CONSEGNA
Ricopia alla lettera il passo del testo sull'assegno di ricollocazione che va da "L’assegno di ricollocazione rilanciato" fino a "lavorava il 25,9%)." compreso.

La dote di ricollocazione è al palo
All’assegno di ricollocazione, la dote da 250 a 5mila euro, che i disoccupati e i percettori di Cig per cessazione di attività dell’azienda potranno spendere nei centri per l’impiego e nelle agenzie private per il lavoro, per farsi aiutare a cercare una nuova occupazione, la manovra di Bilancio 2021 ha destinato 267 milioni di euro. Se si confronta questa cifra con i 19 miliardi spesi da marzo a dicembre 2020 per finanziare la cassa integrazione Covid, si ha un’idea dello squilibrio tra l’investimento nelle politiche attive e quello ( anch’esso necessario), nelle politiche passive per il lavoro.
Con il tasso di disoccupazione giovanile in crescita e che raggiunge il 35,3% al Sud, il presidente del Consiglio Mario Draghi non a caso ha sottolineato nel suo discorso al Senato, che per imprimere un’accelerazione alle politiche attive « è necessario migliorare gli strumenti esistenti, come l’assegno di ricollocazione, rafforzando le politiche di formazione dei lavoratori occupati e disoccupati » . Ha poi citato anche la necessità di « rafforzare le dotazioni di personale e digitali dei centri per l’impiego in accordo con le Regioni » .
L’assegno di ricollocazione rilanciato dalla legge di Bilancio, dal 2019 era stato sospeso per i percettori di Naspi e riservato ai beneficiari del reddito di cittadinanza. Ebbene, da marzo a novembre 2020, secondo Anpal, risultavano attivati appena 430 assegni di ricollocazione relativi a Rdc. C’è stato il lockdown, certo, ma con l’assegno di ricollocazione sperimentato dal 2017 al 2019 non era andata molto meglio: essendo l’adesione su base volontaria, l’assegno è stato chiesto da 2.778 percettori di Naspi su 28.122 ai quali era stato proposto. Con una minima differenza, a livello di inserimento occupazionale a distanza di un anno, tra chi lo ha percepito ( lavorava il 29,2%) e chi no ( lavorava il 25,9%).

MATERIALE DI PARTENZA
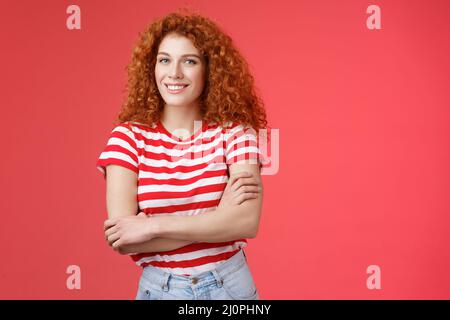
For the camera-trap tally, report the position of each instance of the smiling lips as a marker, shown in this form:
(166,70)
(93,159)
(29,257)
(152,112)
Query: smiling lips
(176,88)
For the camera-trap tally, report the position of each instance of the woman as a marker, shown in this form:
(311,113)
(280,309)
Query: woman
(183,183)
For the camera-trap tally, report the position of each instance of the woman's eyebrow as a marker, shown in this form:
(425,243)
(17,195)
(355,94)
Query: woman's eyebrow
(184,55)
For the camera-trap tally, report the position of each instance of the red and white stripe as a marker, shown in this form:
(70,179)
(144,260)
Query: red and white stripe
(180,178)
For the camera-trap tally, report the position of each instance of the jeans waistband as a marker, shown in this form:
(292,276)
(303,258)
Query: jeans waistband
(161,278)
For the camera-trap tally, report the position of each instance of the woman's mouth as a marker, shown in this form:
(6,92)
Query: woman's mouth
(175,89)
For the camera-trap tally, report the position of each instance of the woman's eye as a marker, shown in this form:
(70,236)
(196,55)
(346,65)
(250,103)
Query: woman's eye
(193,61)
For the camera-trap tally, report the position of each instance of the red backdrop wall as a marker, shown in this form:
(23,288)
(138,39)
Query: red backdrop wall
(364,144)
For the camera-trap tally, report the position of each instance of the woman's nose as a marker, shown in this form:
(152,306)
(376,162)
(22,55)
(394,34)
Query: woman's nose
(175,71)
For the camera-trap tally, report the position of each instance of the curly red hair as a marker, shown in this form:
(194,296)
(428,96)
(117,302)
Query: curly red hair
(229,94)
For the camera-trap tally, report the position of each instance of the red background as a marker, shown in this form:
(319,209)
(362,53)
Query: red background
(364,144)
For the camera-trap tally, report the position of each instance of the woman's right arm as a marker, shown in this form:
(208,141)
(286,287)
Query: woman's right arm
(121,194)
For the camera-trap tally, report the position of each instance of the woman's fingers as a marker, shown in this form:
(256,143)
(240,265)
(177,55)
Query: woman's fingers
(113,237)
(244,182)
(237,176)
(110,231)
(244,196)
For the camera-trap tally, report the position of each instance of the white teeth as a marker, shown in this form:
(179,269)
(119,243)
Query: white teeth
(175,87)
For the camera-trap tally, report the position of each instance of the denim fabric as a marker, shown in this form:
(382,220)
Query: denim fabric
(231,280)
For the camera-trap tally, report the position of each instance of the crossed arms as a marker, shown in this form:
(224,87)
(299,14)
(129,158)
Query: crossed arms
(237,216)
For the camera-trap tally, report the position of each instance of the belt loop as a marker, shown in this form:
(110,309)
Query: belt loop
(165,285)
(219,279)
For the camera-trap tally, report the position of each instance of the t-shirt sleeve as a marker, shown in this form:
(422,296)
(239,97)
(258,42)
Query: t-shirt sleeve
(121,149)
(242,144)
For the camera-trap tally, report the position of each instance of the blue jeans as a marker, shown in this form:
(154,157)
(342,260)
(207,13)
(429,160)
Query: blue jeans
(231,280)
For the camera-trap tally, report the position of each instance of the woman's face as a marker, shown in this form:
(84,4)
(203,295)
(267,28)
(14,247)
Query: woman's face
(179,62)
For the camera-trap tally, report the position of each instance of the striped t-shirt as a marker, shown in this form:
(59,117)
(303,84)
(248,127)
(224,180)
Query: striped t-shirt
(181,177)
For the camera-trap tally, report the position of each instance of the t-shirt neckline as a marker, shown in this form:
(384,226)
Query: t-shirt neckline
(163,129)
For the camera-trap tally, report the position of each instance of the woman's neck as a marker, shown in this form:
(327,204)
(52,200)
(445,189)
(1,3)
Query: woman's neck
(180,120)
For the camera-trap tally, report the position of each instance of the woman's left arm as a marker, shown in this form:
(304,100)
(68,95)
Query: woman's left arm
(228,222)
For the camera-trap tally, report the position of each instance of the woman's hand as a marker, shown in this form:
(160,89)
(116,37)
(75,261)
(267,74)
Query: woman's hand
(128,230)
(241,187)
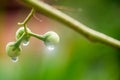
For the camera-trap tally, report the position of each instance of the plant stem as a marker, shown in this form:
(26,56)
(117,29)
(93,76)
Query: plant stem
(72,23)
(27,19)
(36,35)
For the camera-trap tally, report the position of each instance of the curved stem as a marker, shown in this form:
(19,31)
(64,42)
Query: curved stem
(36,35)
(72,23)
(17,43)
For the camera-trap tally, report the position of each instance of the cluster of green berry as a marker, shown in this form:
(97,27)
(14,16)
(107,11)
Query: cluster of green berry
(13,49)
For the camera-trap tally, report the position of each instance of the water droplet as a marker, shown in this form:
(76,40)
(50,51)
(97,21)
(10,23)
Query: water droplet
(50,47)
(15,59)
(25,43)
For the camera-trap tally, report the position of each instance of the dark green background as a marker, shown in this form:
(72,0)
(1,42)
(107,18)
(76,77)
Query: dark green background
(75,57)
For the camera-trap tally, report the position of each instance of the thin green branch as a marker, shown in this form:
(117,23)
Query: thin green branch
(36,35)
(72,23)
(24,23)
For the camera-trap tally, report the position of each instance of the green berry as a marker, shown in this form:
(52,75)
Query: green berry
(51,38)
(20,32)
(12,50)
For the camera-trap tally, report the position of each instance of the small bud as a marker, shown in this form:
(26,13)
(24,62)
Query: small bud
(51,38)
(12,50)
(20,32)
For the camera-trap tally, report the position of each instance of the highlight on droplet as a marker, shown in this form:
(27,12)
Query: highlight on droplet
(15,59)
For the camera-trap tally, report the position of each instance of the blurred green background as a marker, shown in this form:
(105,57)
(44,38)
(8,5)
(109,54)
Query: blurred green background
(75,58)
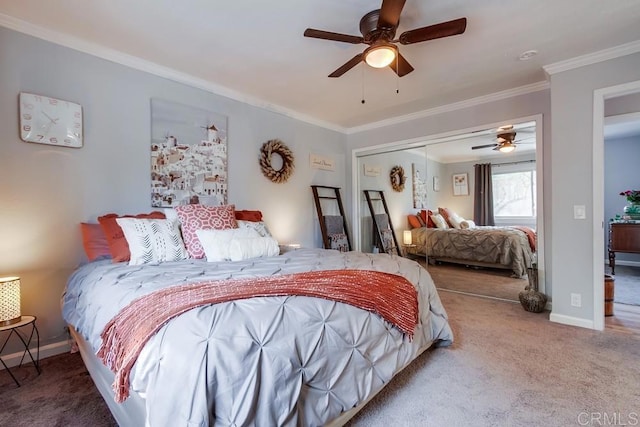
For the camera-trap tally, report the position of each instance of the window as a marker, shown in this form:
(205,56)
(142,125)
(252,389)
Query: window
(514,194)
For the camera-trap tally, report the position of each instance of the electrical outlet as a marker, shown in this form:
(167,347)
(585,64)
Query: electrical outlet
(576,300)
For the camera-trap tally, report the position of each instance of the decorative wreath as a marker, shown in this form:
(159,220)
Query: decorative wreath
(275,146)
(397,178)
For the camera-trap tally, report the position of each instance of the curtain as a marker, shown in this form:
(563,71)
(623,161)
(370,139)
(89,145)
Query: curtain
(483,195)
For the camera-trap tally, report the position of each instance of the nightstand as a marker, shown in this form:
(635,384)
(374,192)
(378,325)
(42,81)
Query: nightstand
(15,329)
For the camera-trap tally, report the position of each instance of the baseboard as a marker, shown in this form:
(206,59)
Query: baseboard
(572,321)
(48,350)
(623,262)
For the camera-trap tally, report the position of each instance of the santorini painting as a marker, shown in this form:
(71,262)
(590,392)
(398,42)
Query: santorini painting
(188,155)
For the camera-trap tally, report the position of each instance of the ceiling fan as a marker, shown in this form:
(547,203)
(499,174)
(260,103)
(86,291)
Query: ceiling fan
(505,140)
(378,29)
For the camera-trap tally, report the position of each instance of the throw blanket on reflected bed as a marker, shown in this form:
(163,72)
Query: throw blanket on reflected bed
(391,296)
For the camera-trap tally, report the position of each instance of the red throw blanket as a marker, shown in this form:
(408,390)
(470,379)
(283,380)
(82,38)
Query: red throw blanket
(531,235)
(391,296)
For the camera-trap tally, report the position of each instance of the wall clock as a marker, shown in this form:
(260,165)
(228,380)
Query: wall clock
(50,121)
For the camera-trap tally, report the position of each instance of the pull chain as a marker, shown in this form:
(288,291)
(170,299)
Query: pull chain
(397,73)
(362,67)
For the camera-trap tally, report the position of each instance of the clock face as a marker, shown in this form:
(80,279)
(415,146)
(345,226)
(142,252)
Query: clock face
(50,121)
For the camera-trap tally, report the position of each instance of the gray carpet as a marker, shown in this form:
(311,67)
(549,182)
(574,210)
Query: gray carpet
(507,367)
(627,285)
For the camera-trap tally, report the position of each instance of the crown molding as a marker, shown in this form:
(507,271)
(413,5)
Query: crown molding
(139,64)
(472,102)
(593,58)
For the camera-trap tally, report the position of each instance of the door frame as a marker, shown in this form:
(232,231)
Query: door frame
(599,98)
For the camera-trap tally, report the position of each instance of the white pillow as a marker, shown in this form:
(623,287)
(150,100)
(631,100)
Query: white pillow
(439,221)
(467,223)
(455,220)
(152,240)
(259,226)
(217,243)
(253,247)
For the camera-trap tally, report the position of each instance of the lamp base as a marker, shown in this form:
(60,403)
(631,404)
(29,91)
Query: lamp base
(10,321)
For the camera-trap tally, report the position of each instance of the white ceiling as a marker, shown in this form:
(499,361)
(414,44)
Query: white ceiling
(255,51)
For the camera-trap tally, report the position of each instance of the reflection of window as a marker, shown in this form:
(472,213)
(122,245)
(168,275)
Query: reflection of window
(514,194)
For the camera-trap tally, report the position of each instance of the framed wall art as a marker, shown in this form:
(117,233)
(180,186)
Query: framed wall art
(188,155)
(460,184)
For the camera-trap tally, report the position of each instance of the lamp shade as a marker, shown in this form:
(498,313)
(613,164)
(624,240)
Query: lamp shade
(9,300)
(507,147)
(380,55)
(406,237)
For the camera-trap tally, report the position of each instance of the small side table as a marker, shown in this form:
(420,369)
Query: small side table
(26,341)
(410,251)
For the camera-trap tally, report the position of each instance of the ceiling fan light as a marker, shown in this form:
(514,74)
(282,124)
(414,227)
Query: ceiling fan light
(507,147)
(380,56)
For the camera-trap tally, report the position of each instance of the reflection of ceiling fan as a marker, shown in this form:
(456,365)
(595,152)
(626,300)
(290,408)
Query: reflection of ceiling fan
(505,140)
(378,29)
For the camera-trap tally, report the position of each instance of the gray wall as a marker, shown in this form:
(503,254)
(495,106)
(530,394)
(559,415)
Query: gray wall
(620,173)
(570,241)
(47,191)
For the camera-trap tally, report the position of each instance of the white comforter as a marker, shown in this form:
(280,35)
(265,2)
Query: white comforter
(263,361)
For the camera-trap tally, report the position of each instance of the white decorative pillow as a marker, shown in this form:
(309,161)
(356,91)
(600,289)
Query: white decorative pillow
(217,243)
(439,221)
(467,223)
(259,226)
(455,220)
(152,240)
(253,247)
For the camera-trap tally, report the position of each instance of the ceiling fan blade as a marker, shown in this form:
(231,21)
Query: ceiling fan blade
(328,35)
(404,67)
(347,66)
(437,31)
(390,13)
(477,147)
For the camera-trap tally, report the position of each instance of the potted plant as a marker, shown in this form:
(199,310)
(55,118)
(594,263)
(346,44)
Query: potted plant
(531,299)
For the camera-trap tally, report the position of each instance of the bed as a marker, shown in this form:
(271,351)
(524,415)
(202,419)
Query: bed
(498,247)
(265,360)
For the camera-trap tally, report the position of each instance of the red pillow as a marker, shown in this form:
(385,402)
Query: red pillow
(426,217)
(446,213)
(94,241)
(253,216)
(414,221)
(118,246)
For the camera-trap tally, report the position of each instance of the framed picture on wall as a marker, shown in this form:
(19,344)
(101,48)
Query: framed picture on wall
(460,184)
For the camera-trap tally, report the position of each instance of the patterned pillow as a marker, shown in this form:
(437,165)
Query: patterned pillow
(339,242)
(415,221)
(200,217)
(439,221)
(115,237)
(152,240)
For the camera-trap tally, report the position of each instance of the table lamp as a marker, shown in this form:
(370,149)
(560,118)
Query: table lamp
(406,237)
(9,300)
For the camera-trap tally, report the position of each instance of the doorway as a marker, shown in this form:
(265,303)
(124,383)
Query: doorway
(598,226)
(438,176)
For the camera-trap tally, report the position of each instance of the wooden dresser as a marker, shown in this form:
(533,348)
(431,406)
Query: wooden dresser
(623,237)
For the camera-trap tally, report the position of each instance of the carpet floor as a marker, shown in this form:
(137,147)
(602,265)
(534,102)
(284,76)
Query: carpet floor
(507,367)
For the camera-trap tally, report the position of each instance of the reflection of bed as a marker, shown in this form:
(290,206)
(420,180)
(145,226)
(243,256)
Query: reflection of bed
(278,360)
(501,247)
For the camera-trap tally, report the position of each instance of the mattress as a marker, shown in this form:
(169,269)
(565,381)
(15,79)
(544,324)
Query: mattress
(284,360)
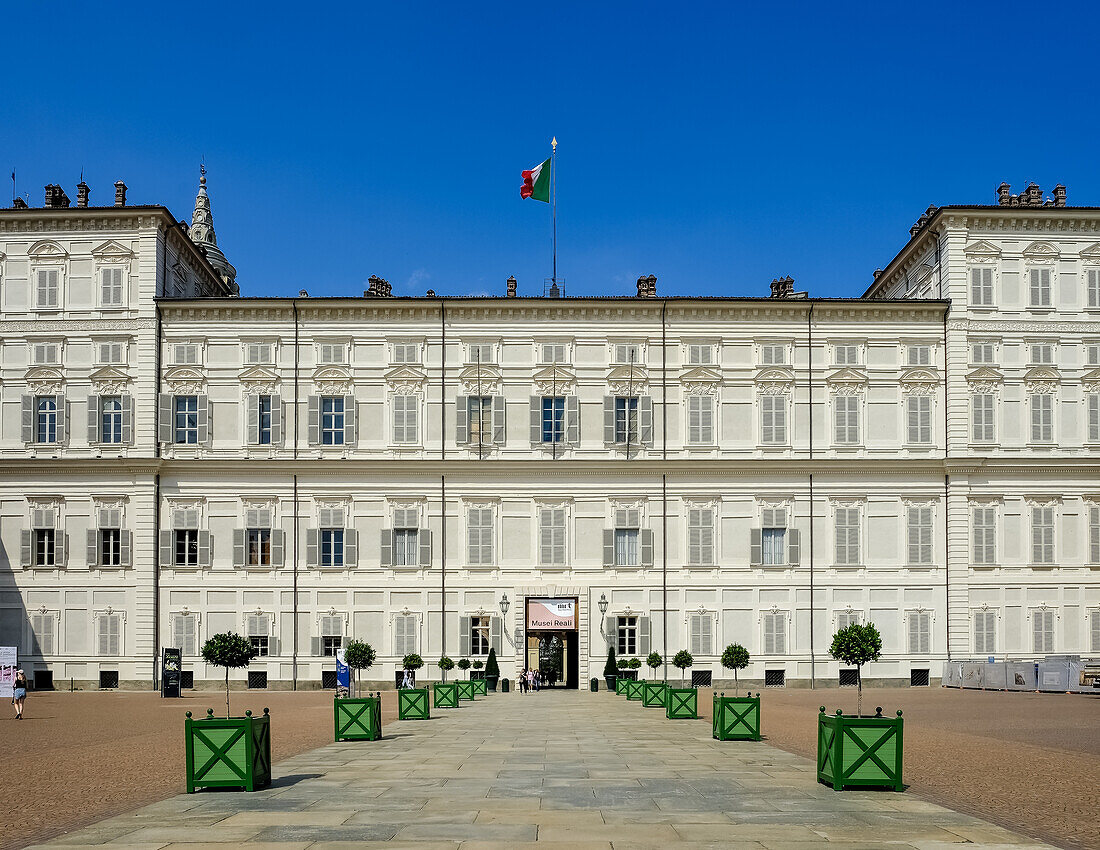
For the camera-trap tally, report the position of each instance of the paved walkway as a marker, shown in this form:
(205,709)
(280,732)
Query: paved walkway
(546,771)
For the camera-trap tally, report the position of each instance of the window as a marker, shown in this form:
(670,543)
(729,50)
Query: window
(981,418)
(701,537)
(920,536)
(700,354)
(332,420)
(920,632)
(406,410)
(48,288)
(480,537)
(627,633)
(552,537)
(46,419)
(846,419)
(773,420)
(553,419)
(626,419)
(774,633)
(110,419)
(981,286)
(1042,406)
(919,414)
(1040,287)
(1043,630)
(985,632)
(479,636)
(985,536)
(919,355)
(701,420)
(847,537)
(110,280)
(1043,536)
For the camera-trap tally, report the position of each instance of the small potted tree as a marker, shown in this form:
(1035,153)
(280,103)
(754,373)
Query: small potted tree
(358,718)
(230,751)
(854,750)
(413,702)
(446,693)
(736,718)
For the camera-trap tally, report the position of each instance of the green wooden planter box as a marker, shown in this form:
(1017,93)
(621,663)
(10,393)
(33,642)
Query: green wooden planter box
(228,752)
(652,694)
(358,719)
(447,694)
(736,718)
(681,703)
(859,751)
(413,704)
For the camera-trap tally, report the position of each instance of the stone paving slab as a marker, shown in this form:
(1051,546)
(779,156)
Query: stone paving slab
(546,771)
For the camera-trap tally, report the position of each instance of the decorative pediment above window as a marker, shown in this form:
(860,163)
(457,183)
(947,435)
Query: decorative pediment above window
(184,379)
(109,381)
(556,379)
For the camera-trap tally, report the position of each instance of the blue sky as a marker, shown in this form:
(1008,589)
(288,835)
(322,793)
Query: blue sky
(714,145)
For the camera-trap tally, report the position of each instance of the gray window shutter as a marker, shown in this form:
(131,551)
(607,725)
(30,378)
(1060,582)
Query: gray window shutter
(315,420)
(206,548)
(386,548)
(202,419)
(646,420)
(164,423)
(351,547)
(312,547)
(644,636)
(424,537)
(94,419)
(646,547)
(239,547)
(536,419)
(28,420)
(276,420)
(461,420)
(498,434)
(349,420)
(463,637)
(92,553)
(252,419)
(167,548)
(572,420)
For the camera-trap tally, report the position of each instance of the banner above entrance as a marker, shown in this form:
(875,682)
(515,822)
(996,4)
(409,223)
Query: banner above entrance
(551,614)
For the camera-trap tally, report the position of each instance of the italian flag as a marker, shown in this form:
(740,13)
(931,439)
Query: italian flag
(537,183)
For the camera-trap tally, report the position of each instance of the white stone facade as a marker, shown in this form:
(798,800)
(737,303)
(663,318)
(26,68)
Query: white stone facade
(792,464)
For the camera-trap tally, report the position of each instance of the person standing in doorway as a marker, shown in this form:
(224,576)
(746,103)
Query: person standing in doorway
(19,694)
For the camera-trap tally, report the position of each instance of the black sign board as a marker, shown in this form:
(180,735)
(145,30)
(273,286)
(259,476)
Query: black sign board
(169,672)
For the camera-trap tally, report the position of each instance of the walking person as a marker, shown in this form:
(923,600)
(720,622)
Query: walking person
(19,694)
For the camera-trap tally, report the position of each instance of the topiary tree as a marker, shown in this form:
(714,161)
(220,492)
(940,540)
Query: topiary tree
(735,658)
(682,660)
(359,655)
(857,644)
(230,651)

RISPOSTA
L’assegno di ricollocazione rilanciato dalla legge di Bilancio, dal 2019 era stato sospeso per i percettori di Naspi e riservato ai beneficiari del reddito di cittadinanza. Ebbene, da marzo a novembre 2020, secondo Anpal, risultavano attivati appena 430 assegni di ricollocazione relativi a Rdc. C’è stato il lockdown, certo, ma con l’assegno di ricollocazione sperimentato dal 2017 al 2019 non era andata molto meglio: essendo l’adesione su base volontaria, l’assegno è stato chiesto da 2.778 percettori di Naspi su 28.122 ai quali era stato proposto. Con una minima differenza, a livello di inserimento occupazionale a distanza di un anno, tra chi lo ha percepito ( lavorava il 29,2%) e chi no ( lavorava il 25,9%).